**TASK DETAILS:** Print nothing except the lines of the listing below from the line with "Category: shoreline" to the line with "Category: vest pocket", each exactly as written, both ends included.

**TASK INPUT:**
--------

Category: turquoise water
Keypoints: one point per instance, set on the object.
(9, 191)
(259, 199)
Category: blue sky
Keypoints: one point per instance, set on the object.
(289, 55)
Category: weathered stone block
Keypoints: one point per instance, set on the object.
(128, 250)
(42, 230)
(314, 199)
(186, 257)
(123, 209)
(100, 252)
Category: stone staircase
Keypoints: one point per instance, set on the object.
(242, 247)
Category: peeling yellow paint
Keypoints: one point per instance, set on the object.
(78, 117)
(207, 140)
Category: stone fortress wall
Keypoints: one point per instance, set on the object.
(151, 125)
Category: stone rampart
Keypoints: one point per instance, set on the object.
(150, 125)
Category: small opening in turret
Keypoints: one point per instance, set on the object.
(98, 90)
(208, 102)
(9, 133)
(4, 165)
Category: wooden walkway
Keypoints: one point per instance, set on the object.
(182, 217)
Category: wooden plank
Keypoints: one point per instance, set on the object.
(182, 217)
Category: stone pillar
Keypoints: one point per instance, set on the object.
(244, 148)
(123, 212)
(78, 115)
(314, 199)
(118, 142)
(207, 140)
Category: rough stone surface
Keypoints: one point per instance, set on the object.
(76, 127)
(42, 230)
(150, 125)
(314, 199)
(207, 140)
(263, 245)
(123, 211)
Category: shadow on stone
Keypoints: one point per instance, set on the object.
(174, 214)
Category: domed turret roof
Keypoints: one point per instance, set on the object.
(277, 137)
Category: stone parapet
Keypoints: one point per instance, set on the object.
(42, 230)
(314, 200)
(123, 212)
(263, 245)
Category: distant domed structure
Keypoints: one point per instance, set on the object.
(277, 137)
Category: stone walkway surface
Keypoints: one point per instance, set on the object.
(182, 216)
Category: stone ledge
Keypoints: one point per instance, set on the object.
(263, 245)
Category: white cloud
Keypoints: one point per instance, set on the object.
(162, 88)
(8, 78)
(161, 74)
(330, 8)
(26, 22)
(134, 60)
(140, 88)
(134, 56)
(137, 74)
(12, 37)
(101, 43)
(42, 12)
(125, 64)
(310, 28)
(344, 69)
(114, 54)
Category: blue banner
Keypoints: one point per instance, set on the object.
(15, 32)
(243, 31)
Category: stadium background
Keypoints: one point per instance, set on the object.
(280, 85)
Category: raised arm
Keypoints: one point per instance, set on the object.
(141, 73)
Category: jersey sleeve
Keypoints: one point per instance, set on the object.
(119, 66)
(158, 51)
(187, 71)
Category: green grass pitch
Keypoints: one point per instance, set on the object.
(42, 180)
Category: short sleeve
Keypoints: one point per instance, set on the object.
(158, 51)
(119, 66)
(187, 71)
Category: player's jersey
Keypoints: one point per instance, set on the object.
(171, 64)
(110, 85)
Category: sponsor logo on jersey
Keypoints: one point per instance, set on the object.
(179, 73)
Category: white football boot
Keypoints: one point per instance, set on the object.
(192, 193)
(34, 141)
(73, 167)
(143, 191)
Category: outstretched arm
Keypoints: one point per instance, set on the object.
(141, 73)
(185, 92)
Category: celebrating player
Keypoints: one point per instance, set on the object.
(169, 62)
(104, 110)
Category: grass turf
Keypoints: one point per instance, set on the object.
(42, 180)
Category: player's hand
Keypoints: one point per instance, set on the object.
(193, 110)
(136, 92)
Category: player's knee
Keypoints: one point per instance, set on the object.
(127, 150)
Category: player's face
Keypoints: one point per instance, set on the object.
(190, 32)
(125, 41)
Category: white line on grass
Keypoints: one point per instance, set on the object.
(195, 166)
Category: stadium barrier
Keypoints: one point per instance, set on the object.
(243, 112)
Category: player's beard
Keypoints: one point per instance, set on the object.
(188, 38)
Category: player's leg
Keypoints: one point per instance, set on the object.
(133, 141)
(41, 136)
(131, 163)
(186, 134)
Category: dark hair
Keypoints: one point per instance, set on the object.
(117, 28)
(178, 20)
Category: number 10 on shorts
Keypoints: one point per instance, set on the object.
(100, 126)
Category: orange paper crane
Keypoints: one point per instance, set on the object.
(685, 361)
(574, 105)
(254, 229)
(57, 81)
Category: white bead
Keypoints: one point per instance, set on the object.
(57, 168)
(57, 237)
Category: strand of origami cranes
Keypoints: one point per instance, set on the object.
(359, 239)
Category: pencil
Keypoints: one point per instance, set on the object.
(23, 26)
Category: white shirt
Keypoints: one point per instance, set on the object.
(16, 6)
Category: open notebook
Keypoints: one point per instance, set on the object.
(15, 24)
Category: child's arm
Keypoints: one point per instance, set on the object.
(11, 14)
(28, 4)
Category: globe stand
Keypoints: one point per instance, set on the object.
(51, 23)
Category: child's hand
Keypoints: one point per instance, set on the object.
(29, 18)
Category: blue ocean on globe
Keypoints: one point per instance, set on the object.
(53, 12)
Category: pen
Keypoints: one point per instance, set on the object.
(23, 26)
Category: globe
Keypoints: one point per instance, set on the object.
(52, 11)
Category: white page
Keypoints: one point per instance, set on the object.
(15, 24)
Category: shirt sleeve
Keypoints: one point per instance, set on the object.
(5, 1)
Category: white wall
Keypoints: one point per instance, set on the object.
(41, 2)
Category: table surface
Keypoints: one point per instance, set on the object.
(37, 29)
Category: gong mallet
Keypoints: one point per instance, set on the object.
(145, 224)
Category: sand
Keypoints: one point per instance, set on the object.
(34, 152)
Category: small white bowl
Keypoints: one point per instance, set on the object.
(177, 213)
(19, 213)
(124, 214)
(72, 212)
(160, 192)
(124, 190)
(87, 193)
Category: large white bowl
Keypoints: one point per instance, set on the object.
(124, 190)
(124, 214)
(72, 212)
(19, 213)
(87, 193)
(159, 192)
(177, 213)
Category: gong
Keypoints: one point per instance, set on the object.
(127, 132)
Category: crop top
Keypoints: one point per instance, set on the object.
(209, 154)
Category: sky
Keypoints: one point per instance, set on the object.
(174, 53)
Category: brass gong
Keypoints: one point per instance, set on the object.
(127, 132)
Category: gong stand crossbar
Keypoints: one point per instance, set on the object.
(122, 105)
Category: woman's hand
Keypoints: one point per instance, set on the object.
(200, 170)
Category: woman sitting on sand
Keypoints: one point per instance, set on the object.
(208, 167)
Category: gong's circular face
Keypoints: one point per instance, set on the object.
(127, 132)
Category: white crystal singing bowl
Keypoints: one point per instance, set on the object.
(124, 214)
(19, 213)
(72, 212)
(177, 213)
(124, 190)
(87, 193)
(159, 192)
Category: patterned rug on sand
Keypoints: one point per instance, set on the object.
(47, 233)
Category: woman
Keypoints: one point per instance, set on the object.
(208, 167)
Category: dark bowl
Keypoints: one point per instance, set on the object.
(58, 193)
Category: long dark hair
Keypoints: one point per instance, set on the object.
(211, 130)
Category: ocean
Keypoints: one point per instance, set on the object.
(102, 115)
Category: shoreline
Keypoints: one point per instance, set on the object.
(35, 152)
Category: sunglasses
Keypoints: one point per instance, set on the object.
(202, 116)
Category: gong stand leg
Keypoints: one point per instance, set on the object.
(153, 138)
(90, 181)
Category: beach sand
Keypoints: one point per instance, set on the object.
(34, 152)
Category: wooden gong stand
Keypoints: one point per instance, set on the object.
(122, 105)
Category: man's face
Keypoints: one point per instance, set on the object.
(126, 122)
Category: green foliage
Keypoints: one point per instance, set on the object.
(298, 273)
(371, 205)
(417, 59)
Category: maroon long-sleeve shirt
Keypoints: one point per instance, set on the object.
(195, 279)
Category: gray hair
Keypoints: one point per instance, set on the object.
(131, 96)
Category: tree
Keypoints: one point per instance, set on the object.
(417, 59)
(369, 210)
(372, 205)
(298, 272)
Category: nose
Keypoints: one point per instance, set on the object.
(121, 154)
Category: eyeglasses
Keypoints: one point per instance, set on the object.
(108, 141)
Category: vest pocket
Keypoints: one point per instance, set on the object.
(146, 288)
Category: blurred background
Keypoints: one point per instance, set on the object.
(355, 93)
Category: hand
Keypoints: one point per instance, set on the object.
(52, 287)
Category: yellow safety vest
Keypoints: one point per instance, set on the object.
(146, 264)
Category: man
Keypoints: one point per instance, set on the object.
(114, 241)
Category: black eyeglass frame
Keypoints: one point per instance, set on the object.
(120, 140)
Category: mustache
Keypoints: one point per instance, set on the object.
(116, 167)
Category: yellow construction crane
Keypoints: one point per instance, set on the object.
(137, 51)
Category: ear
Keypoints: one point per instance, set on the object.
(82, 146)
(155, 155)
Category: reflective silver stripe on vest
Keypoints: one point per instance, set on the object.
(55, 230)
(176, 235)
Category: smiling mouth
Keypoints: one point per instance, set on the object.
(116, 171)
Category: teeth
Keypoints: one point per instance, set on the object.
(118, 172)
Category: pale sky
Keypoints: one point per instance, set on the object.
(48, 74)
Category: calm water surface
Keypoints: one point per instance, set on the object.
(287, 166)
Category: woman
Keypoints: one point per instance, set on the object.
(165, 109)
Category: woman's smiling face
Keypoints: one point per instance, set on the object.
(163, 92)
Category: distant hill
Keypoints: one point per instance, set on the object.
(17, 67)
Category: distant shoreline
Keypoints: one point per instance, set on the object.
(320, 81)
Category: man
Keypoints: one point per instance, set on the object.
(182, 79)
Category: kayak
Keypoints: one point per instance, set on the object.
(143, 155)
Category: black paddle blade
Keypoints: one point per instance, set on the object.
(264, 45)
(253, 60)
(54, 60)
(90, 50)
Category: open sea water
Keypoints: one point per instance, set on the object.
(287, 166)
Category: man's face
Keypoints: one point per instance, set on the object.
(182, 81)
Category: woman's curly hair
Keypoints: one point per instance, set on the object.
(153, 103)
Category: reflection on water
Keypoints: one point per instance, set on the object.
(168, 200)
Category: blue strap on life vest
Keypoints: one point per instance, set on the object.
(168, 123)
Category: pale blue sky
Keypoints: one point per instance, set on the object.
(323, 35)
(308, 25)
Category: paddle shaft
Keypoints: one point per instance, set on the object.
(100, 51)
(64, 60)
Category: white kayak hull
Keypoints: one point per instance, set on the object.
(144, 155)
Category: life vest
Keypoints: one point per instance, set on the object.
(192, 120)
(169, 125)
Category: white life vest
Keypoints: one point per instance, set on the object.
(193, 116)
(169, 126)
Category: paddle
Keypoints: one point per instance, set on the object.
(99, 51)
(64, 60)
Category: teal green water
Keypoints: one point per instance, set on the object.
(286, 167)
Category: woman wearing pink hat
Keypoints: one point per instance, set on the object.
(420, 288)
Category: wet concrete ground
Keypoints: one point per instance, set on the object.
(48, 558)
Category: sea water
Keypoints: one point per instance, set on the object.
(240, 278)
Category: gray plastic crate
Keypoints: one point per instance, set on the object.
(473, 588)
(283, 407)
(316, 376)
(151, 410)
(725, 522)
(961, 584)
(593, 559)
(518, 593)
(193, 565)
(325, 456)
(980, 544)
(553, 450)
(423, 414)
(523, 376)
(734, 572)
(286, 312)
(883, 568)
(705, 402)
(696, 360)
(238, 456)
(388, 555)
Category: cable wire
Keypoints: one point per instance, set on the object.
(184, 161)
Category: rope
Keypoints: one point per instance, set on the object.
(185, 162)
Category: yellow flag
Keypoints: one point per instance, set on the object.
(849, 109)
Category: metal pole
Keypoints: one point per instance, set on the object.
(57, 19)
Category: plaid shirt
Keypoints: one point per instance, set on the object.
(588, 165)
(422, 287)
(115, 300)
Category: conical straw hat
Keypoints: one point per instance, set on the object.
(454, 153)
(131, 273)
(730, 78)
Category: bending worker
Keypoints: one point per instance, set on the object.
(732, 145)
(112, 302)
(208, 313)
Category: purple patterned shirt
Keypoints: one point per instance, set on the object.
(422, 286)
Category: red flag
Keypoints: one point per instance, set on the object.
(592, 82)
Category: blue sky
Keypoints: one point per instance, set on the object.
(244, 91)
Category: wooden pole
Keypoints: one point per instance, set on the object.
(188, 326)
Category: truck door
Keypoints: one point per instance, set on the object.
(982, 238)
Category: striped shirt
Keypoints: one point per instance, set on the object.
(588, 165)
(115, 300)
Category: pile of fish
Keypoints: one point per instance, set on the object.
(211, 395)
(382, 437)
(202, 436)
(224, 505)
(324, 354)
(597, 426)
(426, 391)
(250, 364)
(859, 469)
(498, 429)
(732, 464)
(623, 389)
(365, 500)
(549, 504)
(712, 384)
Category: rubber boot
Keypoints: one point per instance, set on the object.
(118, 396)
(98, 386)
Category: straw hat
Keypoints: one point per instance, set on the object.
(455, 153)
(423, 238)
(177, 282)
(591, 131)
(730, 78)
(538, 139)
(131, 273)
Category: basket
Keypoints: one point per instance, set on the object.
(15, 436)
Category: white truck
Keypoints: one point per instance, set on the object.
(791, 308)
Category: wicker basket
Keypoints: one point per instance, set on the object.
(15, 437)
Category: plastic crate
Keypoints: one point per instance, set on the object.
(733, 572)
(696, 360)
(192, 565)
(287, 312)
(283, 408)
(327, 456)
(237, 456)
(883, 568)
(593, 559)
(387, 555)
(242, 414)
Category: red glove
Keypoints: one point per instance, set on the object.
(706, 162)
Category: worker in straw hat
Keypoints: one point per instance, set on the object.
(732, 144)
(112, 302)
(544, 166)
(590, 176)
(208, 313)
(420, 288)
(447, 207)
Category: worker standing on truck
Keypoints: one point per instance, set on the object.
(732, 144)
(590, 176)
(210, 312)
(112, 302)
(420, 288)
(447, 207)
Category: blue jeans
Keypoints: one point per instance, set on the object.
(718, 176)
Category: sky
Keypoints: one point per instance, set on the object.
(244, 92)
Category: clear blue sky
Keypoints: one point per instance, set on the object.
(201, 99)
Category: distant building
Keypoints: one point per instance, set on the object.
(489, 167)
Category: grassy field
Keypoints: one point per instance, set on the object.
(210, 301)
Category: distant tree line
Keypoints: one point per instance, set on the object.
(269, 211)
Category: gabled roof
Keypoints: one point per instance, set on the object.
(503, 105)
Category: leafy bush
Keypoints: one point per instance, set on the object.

--------

**RESULT:**
Category: shoreline
Keypoints: one point per instance, set on the object.
(35, 152)
Category: sunglasses
Keypoints: one point per instance, set on the object.
(202, 116)
Category: gong stand leg
Keypoints: one point per instance, set on the object.
(153, 138)
(90, 181)
Category: beach sand
Keypoints: one point per instance, set on the object.
(34, 152)
Category: wooden gong stand
Keypoints: one point per instance, set on the object.
(122, 105)
Category: man's face
Keypoints: one point per instance, set on the object.
(126, 122)
Category: green foliage
Keypoints: one point per instance, set on the object.
(298, 273)
(371, 205)
(417, 59)
Category: maroon long-sleeve shirt
Keypoints: one point per instance, set on the object.
(195, 279)
Category: gray hair
Keypoints: one point per instance, set on the object.
(131, 96)
Category: tree
Keypoints: one point per instance, set on the object.
(417, 59)
(369, 210)
(372, 205)
(298, 272)
Category: nose
Keypoints: one point per instance, set on the object.
(121, 154)
Category: eyeglasses
Keypoints: one point per instance, set on the object.
(108, 141)
Category: vest pocket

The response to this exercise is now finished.